Exercises to complete:
**1)** Please print everything from "Unfortunately, not knowing" down to "pink & purple clothes." in the felting thread.
**2)** Render this sentence from the felting thread in Spanish: "I attempted to loosen and air dry, however it was too late."

Selected passage:
# Accidental Felting Job



## lizflowers42 (Jan 17, 2013)

How does one accidentally felt a project you ask?  Not understanding your fiber content is usually the first way to do it.

Back story: Just learned how to knit in 2007 (and I haven't advanced much from this), but I finally mastered the garter, stockinette, and rib stitches.  I found the perfect pattern in a library book and set to it to make my short haired doxie a winter sweater.  South Bend can get a large amount of lake effect snow in the winter in a short period of time, so little man needs to stay warm when he goes out in the snow, that usually is deeper than he is high.

Being the recycler I am people give me things.  I had a large stash of yarn and I found 2 skeins of yarn that did not have labels on them.  They were worsted weight and I had no idea they were 100% wool.

I knit, purled, and stitched together a sweet little sleeveless sweater for my Ollie.  After 2 days of being on the road, I was done.  Once home, I put it on Ollie and it was too big.  So the brilliant idea was, maybe if I wash and dry it, it will fit!

Unfortunately, not knowing this was wool, once I took it out of the washing machine with some other t-shirts I realized my mistake.  It had gotten very tight.  I attempted to loosen and air dry, however it was too late.

Being the good sport my little guy is he allowed me to snap his photo.  Later I went to Petsmart and purchased a pre-made doggie coat, that was water repellent.


----------



## Genny (Jan 17, 2013)

Aww!! The look on his face is priceless LOL
Our doxie, Uncle Buck, will only let us dress him up in pink & purple clothes.


----------



## sweethavenarts (Jan 17, 2013)

That doggie!!
Yea if you want to felt something to shrink to a particular size, you gotta watch it like a hawk and check it every 5-10 mins. 
Also, if you know how to knit and purl, you can pretty much do any knitting pattern. Really.


----------



## AngelMomma (Jan 17, 2013)

I LOVE that picture!  Truely priceless and made me laugh (which I needed)!!!  We have a Doxi/Yorkie mix.  He looks like a doxie though and I have seen that look many a times


----------



## lizflowers42 (Jan 17, 2013)

This incident occurred in 2008.  I still pull this photo out when I need a pick me up!

Moral of the story: You learn from your mistakes!


----------



## Desert Karen (Jan 19, 2013)

OH if looks could kill!!!


----------



## Relle (Jan 19, 2013)

Ollie doesn't look too happy. I use to have a black/tan daschund, they get some funny looks on their litte faces.

Entries shown:
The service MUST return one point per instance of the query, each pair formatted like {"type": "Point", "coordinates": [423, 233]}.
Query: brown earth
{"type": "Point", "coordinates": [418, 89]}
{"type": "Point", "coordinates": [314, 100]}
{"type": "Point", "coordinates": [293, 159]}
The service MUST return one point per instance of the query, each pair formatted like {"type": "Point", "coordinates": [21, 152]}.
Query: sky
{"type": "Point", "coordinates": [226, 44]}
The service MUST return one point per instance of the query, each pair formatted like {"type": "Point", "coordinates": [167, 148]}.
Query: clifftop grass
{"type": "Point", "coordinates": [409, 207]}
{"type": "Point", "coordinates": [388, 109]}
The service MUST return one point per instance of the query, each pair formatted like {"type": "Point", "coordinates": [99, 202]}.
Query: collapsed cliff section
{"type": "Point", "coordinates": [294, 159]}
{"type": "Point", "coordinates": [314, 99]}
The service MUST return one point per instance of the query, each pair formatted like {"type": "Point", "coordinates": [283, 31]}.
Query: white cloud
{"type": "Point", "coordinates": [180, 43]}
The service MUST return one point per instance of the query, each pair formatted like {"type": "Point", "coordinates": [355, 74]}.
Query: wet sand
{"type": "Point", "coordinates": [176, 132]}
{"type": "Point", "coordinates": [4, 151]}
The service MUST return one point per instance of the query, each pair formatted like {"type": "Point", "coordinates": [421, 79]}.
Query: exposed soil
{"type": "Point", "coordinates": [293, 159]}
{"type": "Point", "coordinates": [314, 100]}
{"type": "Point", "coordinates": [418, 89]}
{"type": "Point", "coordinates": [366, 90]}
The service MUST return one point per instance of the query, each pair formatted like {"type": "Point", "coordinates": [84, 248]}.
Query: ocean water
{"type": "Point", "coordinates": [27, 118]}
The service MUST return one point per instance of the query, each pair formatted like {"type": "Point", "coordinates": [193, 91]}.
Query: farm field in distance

Set of answers:
**1)**
Unfortunately, not knowing this was wool, once I took it out of the washing machine with some other t-shirts I realized my mistake.  It had gotten very tight.  I attempted to loosen and air dry, however it was too late.

Being the good sport my little guy is he allowed me to snap his photo.  Later I went to Petsmart and purchased a pre-made doggie coat, that was water repellent.


----------



## Genny (Jan 17, 2013)

Aww!! The look on his face is priceless LOL
Our doxie, Uncle Buck, will only let us dress him up in pink & purple clothes.

**2)** Intenté aflojarlo y secarlo al aire, pero ya era demasiado tarde.